*** Texte source ***
A Koudougou, chaque secteur a son lieu de sacrifice. Dans cette ville de la région du Centre ouest du Burkina, les adeptes de la religion traditionnelle sont nombreux. Avec du cola, un coq, un mouton, une chèvre, ou un bœuf, des citoyens viennent quotidiennement demander la faveur des dieux. Les dépositaires et gardiens regrettent par contre que ces lieux sacrés ne soient pas pris en compte par les autorités.
Des peaux de mouton et de chèvre étalées sur le mur de la porte d’entrée. Un hangar couvert de tiges de mil et mystiquement décoré avec des queues d’animaux se dresse juste à l’entrée, à gauche de la cour. Face au hangar, une maison chambre salon construite en banco et des canaris alignés face au mur. Au fond, une vieille case secrète isolée et dont l’accès est interdit à toute personne étrangère. Nous sommes dans la cour du « Tengsoaba » chef de terre de Koudougou situé au quartier Dapoya.
Assis sous son hangar, le vieil homme peine à hausser la voix lorsqu’il parle. Il s’appuie sur un bâton pour marcher. Calme dans son boubou bleu, cheveux blancs, la bouche presque vide de dents, il est le garant de la religion traditionnelle à Koudougou. Un héritage qu’il tient de ses devanciers. « La religion est pratiquée depuis longtemps par nos ancêtres et a été transmise de génération en génération. Aujourd’hui, j’en suis le garant » raconte-t-il.
***
**Consigne A:** D'après le texte source, pourquoi le vieil homme est-il le garant de la religion traditionnelle à Koudougou ? Répondez en une à trois phrases.
**Consigne B:** Selon le texte source, dans quel quartier se trouve la cour du chef de terre de Koudougou ?
**Consigne C:** Recopiez à l'identique le passage du texte source allant de « A Koudougou, chaque » jusqu'à « par les autorités. » inclus.
Les entrées qui suivent forment un matériau indépendant du texte source.
*** Extraits de données ***
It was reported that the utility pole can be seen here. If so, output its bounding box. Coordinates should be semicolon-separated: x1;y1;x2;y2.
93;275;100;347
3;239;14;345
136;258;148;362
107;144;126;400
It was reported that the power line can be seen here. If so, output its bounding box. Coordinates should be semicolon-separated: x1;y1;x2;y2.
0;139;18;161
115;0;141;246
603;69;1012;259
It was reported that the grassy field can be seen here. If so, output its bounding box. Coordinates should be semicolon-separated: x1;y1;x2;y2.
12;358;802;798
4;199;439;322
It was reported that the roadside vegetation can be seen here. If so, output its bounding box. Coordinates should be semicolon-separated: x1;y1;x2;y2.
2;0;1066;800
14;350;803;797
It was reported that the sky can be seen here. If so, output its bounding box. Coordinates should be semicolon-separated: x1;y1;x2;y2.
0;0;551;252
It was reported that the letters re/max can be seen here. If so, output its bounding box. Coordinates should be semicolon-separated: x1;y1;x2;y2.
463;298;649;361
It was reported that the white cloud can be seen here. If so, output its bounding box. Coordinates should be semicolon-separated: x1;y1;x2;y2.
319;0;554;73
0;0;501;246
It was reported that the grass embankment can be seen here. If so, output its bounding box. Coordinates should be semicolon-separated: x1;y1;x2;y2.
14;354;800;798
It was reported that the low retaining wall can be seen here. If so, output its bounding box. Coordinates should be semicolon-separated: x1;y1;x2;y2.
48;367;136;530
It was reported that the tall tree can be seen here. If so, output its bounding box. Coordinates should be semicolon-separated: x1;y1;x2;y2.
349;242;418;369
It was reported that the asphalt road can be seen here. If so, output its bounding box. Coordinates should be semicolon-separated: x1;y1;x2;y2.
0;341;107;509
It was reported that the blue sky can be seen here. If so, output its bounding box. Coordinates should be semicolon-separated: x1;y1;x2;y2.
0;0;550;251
***
**Corrigé A:** Cette fonction est un héritage qu'il tient de ses devanciers. La religion, pratiquée depuis longtemps par les ancêtres, a été transmise de génération en génération, et c'est aujourd'hui à lui qu'elle revient.

**Corrigé B:** Dans le quartier Dapoya.

**Corrigé C:**
A Koudougou, chaque secteur a son lieu de sacrifice. Dans cette ville de la région du Centre ouest du Burkina, les adeptes de la religion traditionnelle sont nombreux. Avec du cola, un coq, un mouton, une chèvre, ou un bœuf, des citoyens viennent quotidiennement demander la faveur des dieux. Les dépositaires et gardiens regrettent par contre que ces lieux sacrés ne soient pas pris en compte par les autorités.